____ Supplied material
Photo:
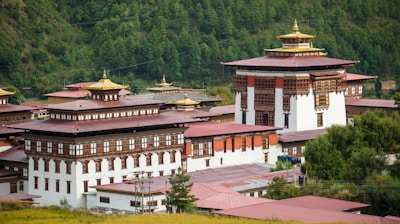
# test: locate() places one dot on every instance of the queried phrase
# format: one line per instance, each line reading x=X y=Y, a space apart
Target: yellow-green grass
x=54 y=214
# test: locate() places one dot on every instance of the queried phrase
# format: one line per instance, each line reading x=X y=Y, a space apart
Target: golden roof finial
x=295 y=26
x=186 y=101
x=164 y=83
x=105 y=84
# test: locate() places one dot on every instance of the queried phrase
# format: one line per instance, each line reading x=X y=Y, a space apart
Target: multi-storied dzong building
x=295 y=87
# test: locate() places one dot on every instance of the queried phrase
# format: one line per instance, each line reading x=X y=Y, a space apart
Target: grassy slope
x=56 y=215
________
Output all of the records exactly as they appear above, but not the pictures.

Solution for this task:
Photo:
# test: locate() places one dot on every instance of the queried phrase
# format: one line per instance, each line reading x=X y=Y, a space apart
Target: yellow-green grass
x=54 y=214
# test: locate() places one dot on every instance of the queried phrase
# format: one line per instance, each line reading x=X y=Y, a space apart
Target: golden roof finial
x=295 y=26
x=186 y=101
x=164 y=83
x=105 y=84
# test: locate() places one dot on every instance of the queried phrase
# format: one line per instance, each line reading x=X y=Y, a space apart
Target: multi-storied dzong building
x=295 y=87
# test: locate() places one dot on every instance of the queried phrase
# format: one line per instance, each line reading x=X y=Y, a space apart
Target: grassy slope
x=56 y=215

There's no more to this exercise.